▸ **WORK TO BE COMPLETED**:
From the records, pick out and copy each line containing "below".

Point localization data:
◆ ◆ ◆
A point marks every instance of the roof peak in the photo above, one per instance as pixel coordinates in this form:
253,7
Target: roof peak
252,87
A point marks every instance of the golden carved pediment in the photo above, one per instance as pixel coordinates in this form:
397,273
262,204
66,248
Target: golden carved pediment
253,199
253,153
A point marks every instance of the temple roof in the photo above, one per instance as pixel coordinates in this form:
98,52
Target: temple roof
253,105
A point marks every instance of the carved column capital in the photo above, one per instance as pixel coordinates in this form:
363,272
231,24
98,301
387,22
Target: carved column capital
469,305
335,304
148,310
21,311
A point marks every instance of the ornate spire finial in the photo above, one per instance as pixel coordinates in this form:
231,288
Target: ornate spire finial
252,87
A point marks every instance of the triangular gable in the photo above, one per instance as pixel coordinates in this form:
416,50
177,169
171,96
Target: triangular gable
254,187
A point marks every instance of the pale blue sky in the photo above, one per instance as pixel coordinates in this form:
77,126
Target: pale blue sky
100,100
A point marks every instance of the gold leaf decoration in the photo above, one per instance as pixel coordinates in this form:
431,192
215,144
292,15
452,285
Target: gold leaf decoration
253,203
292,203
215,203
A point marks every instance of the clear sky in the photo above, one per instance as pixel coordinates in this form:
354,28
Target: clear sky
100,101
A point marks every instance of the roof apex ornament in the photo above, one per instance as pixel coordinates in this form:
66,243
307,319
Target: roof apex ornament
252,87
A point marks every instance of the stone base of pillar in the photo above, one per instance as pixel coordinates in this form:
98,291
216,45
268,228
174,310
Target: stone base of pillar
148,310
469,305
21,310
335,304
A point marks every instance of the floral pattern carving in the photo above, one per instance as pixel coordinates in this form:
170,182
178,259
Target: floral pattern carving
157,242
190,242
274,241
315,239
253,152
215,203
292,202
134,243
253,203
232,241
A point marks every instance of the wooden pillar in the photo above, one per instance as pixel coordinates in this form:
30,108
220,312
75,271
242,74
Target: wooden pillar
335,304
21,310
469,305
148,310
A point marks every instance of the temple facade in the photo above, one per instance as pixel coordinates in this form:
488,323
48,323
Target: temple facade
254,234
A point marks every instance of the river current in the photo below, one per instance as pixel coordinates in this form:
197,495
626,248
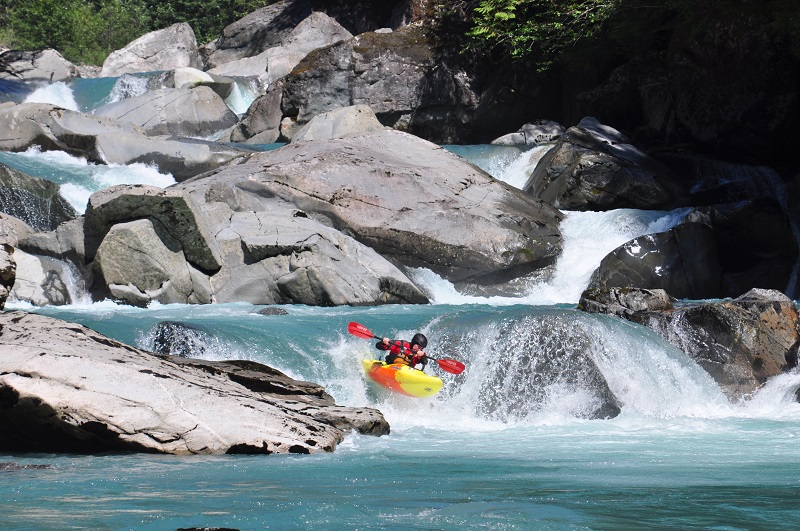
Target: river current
488,452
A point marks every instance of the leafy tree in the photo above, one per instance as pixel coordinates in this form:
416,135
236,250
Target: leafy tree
206,17
521,29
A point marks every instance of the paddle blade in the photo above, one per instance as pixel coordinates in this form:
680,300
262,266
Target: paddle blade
451,366
360,330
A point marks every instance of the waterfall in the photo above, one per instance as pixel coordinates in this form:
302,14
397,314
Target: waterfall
57,93
751,182
244,93
588,238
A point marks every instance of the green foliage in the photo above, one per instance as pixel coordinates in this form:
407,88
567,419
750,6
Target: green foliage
545,29
84,31
206,17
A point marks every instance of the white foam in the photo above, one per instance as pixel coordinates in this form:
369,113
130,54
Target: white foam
57,93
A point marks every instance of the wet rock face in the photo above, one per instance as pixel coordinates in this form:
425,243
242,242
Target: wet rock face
179,339
37,202
682,261
740,342
594,167
66,388
8,269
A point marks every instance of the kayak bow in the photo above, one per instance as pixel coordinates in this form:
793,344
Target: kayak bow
402,378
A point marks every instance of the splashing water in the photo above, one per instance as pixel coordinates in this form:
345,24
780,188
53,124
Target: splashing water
588,238
78,178
57,93
243,94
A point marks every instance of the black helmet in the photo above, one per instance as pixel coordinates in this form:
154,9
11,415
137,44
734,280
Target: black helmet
419,339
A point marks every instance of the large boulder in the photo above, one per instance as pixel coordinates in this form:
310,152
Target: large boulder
66,388
53,128
190,112
140,262
64,243
212,240
261,123
181,157
37,202
682,261
718,251
306,223
106,140
339,123
8,269
165,49
12,229
594,167
741,342
256,32
315,31
394,73
38,65
410,200
43,281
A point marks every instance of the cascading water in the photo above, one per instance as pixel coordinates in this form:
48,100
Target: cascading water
244,92
78,178
58,93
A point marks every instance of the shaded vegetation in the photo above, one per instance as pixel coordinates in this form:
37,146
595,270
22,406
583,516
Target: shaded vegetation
86,31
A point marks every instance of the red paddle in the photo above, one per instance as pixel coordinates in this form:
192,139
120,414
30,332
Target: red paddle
447,365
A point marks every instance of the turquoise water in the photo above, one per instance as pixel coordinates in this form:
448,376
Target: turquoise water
494,450
679,456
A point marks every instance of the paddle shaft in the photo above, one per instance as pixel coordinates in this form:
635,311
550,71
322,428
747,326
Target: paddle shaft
447,365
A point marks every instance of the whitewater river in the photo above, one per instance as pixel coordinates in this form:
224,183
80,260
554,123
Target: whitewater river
491,451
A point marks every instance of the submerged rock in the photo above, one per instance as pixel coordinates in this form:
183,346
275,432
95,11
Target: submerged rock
594,167
37,202
179,339
37,65
741,342
66,388
8,270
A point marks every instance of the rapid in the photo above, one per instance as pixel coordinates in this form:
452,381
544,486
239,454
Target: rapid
496,449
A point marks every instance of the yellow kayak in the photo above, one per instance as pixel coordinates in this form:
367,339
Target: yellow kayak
402,378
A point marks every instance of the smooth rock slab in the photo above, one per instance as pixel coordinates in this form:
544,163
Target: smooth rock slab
66,388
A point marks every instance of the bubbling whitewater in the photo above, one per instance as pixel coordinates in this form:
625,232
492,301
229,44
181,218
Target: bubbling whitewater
497,448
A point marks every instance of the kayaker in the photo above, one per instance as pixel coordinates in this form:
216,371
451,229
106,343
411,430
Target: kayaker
405,352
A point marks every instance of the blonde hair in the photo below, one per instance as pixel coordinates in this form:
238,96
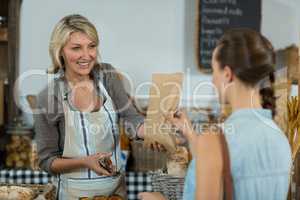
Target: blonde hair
61,34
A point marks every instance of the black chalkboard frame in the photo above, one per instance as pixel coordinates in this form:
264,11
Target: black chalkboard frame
200,67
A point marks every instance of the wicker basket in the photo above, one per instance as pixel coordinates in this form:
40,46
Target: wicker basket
170,186
143,159
47,192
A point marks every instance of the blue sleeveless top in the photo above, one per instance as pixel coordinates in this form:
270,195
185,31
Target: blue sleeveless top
260,157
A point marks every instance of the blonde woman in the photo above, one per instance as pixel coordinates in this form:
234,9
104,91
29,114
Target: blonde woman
78,124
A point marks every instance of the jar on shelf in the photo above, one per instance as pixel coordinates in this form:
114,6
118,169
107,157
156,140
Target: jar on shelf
19,147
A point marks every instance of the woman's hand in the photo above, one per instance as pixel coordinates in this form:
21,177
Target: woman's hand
92,162
151,196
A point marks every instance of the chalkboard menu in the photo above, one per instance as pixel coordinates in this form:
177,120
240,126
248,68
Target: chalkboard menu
217,16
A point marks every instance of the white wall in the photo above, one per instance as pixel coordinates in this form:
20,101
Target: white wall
139,37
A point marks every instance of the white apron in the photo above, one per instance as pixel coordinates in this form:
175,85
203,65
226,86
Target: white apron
87,133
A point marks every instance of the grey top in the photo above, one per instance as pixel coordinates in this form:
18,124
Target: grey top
50,122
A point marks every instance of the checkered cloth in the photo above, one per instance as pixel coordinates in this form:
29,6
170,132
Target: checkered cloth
24,177
136,181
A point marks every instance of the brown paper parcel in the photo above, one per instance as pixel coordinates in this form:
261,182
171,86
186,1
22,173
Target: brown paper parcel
163,101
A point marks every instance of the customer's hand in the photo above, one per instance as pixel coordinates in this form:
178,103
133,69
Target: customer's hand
92,163
183,124
151,196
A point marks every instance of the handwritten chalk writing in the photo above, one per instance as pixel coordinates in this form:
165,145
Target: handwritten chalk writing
232,2
217,16
215,21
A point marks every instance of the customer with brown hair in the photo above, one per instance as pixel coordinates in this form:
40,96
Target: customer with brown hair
259,154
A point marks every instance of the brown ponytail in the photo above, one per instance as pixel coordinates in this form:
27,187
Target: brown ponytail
251,57
268,96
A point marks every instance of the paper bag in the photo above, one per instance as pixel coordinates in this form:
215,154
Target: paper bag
163,101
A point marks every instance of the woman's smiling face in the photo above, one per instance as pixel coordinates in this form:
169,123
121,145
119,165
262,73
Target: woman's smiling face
80,54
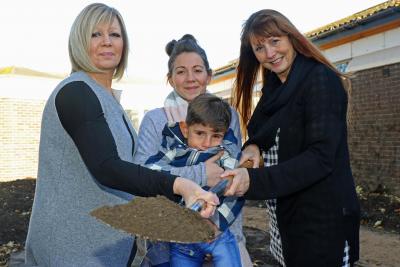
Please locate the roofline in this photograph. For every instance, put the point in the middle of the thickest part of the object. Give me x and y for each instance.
(356, 19)
(327, 36)
(21, 71)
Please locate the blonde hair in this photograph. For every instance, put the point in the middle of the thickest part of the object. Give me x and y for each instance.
(81, 32)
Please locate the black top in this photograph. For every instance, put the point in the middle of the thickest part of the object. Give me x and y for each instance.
(317, 207)
(81, 115)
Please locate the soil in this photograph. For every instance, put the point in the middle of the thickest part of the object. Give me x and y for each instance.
(158, 219)
(379, 235)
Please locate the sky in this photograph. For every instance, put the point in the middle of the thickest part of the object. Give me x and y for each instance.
(34, 34)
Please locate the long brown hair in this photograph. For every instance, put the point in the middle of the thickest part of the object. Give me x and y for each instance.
(266, 23)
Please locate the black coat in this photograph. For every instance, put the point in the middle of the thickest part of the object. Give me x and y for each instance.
(317, 206)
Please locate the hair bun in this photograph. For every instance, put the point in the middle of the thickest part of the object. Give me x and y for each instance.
(170, 47)
(188, 37)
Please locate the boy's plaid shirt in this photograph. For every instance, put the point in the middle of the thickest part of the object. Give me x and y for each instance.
(174, 152)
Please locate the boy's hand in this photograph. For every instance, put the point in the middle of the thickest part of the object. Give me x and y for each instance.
(213, 171)
(251, 153)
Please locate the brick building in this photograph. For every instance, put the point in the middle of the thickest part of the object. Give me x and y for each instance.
(23, 93)
(22, 98)
(365, 45)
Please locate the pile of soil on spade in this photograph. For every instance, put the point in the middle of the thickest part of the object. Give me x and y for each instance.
(157, 218)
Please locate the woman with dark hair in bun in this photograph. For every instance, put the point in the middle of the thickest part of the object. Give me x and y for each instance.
(189, 74)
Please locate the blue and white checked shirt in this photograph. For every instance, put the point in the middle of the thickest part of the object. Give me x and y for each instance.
(174, 152)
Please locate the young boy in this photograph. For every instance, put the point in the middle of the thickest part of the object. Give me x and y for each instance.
(204, 134)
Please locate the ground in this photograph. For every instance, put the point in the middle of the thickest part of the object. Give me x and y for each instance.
(379, 236)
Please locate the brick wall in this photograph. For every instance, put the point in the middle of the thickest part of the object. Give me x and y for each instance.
(19, 137)
(374, 128)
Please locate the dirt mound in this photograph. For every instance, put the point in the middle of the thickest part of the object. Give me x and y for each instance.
(157, 218)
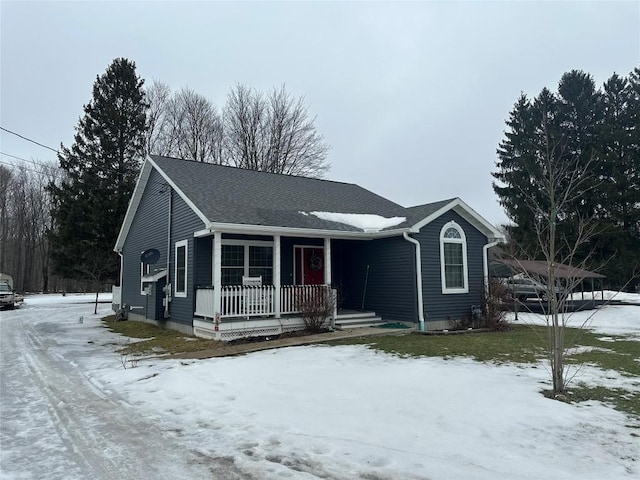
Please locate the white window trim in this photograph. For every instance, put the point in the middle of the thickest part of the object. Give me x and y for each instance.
(145, 268)
(463, 242)
(176, 293)
(246, 244)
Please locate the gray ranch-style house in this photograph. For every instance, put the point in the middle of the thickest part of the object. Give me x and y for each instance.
(223, 252)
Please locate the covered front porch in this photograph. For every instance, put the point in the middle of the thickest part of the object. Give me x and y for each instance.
(254, 285)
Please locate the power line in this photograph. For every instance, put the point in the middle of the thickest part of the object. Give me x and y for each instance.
(28, 139)
(53, 173)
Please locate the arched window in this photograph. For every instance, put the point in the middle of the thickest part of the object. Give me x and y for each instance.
(453, 259)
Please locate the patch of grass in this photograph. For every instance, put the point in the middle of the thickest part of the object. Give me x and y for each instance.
(156, 340)
(525, 344)
(518, 344)
(618, 398)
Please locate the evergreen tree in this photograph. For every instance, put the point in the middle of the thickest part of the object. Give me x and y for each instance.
(100, 173)
(591, 130)
(620, 173)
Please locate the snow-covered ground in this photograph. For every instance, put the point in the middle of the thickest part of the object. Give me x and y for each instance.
(610, 319)
(71, 411)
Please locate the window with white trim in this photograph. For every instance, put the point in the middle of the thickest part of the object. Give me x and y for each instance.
(180, 275)
(145, 268)
(249, 259)
(453, 259)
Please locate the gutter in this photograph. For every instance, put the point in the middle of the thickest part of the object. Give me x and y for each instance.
(418, 279)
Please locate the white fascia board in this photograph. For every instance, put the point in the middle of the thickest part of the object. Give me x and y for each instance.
(184, 197)
(466, 212)
(134, 202)
(295, 232)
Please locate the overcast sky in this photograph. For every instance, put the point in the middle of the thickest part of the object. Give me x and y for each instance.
(412, 97)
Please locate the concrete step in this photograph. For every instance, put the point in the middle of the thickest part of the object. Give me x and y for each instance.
(370, 320)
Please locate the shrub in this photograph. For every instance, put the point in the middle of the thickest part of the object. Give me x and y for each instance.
(316, 305)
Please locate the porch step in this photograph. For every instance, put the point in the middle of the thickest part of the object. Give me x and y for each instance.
(357, 320)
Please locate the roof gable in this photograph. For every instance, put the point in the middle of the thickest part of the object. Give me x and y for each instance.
(247, 199)
(233, 195)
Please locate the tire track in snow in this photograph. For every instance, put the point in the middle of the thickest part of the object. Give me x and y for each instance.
(70, 429)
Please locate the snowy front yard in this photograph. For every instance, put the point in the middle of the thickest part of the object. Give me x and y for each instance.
(347, 412)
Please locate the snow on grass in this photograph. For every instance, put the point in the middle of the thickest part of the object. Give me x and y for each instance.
(69, 298)
(611, 319)
(351, 412)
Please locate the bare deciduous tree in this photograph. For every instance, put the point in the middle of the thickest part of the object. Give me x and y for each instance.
(561, 180)
(158, 96)
(24, 222)
(272, 133)
(184, 124)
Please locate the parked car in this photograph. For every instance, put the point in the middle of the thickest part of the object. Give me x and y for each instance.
(523, 288)
(7, 296)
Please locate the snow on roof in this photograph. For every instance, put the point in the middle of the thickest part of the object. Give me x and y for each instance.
(367, 222)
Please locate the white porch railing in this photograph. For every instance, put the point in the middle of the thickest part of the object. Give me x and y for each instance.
(246, 301)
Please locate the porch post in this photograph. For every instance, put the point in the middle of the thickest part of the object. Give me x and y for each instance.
(217, 272)
(276, 274)
(327, 261)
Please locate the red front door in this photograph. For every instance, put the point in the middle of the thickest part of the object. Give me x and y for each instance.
(309, 265)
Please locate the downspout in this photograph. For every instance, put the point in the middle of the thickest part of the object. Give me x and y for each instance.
(121, 266)
(418, 279)
(168, 287)
(485, 265)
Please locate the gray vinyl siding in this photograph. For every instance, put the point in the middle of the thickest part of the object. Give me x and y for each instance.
(203, 268)
(184, 222)
(148, 230)
(376, 275)
(439, 306)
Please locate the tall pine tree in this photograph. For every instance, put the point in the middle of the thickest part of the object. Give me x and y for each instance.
(591, 130)
(100, 173)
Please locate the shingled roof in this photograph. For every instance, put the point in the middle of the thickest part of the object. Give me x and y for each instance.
(260, 198)
(223, 195)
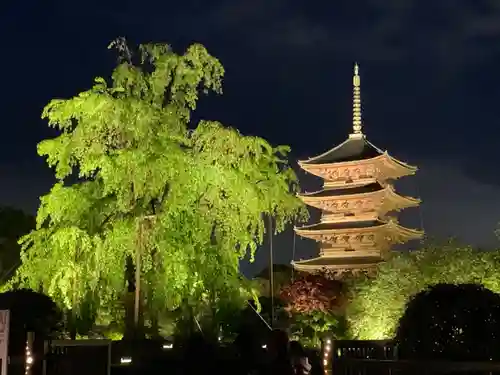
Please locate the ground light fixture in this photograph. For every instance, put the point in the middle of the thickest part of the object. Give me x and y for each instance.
(29, 357)
(125, 360)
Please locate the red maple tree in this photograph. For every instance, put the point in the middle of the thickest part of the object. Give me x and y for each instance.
(313, 292)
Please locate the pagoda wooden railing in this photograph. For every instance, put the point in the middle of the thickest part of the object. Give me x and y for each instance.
(380, 358)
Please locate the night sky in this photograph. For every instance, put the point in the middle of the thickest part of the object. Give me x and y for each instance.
(430, 87)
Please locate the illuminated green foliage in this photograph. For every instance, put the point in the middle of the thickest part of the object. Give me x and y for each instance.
(193, 199)
(379, 303)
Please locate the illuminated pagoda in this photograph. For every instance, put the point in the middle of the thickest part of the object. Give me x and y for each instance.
(358, 203)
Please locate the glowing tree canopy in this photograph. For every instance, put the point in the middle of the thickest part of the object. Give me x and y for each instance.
(378, 304)
(191, 198)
◆ ◆ ◆
▸ **SOLUTION TO THIS EXERCISE**:
A point marks every instance of the river current in the photo below, one per instance as pixel coordinates in this form:
A point marks every instance of the blonde hair in the photo below, one per instance as pixel coordinates in this form:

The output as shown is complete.